• Exercise aim: I need each line of the entries below that includes the string "pole".

• Supplied records:
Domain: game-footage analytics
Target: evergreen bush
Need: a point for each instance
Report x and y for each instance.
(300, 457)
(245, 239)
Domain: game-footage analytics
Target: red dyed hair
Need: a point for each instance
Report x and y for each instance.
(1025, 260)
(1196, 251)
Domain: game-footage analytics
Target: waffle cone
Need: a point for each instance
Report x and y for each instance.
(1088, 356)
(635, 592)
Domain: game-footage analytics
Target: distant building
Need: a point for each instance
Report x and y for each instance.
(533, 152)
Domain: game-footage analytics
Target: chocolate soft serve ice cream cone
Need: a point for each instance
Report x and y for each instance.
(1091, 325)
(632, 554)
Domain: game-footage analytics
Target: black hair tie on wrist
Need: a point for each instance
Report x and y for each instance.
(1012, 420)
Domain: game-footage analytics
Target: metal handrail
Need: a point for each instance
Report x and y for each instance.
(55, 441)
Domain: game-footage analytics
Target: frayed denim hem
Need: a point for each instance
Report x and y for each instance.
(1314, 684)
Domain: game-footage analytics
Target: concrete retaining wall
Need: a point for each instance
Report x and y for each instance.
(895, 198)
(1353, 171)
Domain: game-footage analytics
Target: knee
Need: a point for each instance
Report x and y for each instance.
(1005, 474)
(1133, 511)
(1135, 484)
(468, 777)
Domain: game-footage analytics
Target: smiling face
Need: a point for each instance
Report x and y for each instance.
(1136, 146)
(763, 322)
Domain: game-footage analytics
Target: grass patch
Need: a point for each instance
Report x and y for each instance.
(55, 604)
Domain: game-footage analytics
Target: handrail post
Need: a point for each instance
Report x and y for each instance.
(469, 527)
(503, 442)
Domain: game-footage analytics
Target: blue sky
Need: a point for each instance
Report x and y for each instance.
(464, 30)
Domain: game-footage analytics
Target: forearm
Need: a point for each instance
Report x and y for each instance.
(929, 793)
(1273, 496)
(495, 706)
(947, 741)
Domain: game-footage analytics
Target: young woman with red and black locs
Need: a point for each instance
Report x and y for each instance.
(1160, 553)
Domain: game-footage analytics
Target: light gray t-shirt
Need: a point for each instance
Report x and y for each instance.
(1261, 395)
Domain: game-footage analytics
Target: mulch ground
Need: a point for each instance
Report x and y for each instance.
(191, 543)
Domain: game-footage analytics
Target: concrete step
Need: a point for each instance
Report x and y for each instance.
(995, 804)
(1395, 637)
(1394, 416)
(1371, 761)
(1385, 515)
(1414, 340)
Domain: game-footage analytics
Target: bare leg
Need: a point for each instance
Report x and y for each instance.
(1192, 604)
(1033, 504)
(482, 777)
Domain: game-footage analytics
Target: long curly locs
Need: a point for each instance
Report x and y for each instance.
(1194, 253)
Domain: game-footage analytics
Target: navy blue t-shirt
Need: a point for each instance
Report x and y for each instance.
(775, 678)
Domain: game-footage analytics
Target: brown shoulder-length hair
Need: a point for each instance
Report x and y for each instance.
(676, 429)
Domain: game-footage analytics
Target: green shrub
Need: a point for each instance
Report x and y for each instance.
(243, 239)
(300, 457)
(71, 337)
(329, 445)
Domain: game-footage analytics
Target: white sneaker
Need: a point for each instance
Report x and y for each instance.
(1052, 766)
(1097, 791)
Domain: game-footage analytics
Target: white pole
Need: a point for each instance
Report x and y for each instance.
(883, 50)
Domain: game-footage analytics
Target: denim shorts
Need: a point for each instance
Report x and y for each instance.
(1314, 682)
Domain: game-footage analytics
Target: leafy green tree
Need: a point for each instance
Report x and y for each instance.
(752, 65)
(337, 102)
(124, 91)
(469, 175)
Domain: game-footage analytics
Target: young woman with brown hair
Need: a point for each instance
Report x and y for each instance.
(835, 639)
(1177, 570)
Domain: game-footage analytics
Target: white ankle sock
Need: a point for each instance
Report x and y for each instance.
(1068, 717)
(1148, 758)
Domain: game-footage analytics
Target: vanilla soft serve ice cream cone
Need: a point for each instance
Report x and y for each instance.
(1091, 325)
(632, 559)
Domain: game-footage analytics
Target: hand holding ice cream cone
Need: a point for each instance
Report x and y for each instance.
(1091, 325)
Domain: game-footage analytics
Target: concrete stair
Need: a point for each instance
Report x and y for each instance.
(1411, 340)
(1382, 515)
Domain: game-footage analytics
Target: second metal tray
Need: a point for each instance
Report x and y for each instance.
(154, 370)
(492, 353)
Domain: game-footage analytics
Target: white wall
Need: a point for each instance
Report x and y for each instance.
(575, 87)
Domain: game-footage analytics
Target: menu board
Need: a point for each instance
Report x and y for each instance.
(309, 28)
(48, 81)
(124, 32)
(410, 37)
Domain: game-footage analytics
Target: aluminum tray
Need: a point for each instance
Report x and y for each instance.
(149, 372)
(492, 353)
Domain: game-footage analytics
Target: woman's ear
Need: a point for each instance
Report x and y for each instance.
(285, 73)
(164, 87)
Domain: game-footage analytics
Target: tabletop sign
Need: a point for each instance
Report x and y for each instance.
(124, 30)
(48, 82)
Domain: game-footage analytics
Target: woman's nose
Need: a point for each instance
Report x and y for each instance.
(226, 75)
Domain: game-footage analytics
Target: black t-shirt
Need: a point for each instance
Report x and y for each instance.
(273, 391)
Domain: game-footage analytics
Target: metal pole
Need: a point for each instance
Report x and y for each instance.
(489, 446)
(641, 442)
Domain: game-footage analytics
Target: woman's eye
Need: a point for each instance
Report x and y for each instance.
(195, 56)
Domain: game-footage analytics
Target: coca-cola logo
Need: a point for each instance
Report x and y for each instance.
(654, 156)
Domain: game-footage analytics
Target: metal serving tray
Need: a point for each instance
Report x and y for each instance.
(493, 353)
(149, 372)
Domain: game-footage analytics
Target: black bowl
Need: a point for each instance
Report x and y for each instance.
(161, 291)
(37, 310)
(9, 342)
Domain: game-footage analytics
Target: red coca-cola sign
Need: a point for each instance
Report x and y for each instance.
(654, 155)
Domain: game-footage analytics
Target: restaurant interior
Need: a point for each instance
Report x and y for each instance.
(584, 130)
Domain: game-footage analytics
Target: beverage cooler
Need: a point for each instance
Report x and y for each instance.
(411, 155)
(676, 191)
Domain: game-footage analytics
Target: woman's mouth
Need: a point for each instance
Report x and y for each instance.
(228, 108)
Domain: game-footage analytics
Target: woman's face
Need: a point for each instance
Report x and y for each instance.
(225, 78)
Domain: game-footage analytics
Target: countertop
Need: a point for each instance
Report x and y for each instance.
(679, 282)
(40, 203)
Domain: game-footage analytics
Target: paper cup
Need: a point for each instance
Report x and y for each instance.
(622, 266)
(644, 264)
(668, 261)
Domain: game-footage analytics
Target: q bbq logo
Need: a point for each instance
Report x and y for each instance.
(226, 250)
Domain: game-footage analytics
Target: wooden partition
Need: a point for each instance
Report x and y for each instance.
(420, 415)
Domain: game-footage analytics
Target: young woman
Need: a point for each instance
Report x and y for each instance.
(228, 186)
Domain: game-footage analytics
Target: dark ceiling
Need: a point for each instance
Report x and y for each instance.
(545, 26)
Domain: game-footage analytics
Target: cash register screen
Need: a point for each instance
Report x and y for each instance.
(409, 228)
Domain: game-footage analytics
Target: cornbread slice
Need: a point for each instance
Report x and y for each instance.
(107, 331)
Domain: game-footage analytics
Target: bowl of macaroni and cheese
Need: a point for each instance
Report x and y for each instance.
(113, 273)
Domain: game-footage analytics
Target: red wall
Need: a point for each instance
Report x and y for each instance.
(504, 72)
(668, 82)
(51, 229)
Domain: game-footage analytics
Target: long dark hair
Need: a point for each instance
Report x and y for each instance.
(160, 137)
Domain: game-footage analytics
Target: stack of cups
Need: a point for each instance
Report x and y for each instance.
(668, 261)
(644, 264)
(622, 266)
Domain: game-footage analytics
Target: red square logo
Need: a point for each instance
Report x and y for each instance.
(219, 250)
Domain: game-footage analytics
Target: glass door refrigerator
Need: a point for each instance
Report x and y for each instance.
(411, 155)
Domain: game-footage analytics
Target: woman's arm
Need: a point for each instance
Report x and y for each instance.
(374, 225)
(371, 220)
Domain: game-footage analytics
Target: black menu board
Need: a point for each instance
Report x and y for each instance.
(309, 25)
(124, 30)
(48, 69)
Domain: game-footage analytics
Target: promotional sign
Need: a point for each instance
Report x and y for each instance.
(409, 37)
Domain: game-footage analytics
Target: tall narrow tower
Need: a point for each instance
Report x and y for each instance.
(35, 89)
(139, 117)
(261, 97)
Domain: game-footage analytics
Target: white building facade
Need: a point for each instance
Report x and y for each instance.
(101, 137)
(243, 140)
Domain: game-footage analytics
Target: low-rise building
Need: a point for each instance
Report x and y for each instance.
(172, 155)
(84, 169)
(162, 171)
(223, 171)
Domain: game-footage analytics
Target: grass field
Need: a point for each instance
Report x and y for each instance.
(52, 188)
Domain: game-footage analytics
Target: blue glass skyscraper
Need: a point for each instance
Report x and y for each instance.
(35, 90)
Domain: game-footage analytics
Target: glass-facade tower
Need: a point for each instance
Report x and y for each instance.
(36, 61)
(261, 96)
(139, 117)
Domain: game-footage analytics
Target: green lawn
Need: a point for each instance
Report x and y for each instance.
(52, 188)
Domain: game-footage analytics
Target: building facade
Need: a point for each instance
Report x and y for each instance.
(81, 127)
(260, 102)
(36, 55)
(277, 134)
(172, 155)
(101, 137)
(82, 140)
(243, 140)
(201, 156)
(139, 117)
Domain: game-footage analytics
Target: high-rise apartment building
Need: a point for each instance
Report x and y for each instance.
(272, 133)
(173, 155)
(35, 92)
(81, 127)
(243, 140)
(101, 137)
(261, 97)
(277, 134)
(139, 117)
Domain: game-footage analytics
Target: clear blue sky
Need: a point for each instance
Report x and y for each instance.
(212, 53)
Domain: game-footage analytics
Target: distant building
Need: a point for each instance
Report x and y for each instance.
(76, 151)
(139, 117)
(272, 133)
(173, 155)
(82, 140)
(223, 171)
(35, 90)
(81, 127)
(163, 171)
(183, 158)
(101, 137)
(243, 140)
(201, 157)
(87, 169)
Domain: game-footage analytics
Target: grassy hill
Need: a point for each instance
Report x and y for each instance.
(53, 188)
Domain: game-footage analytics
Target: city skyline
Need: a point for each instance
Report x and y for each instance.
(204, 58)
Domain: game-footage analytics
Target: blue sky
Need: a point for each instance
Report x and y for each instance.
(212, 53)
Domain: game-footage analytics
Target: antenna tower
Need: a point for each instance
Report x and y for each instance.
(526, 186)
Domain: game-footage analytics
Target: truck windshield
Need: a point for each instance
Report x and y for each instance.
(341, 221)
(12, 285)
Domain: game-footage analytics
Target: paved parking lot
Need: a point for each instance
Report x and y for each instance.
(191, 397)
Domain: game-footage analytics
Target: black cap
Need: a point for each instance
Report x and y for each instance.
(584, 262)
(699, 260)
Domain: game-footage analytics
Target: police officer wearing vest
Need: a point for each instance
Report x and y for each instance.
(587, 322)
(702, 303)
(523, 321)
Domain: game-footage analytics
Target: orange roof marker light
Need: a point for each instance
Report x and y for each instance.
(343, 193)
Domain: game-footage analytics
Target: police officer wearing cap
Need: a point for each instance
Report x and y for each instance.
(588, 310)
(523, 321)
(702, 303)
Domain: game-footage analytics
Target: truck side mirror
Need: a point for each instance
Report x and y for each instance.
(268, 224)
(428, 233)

• Solution to this task:
Target: white pole
Target: metal pole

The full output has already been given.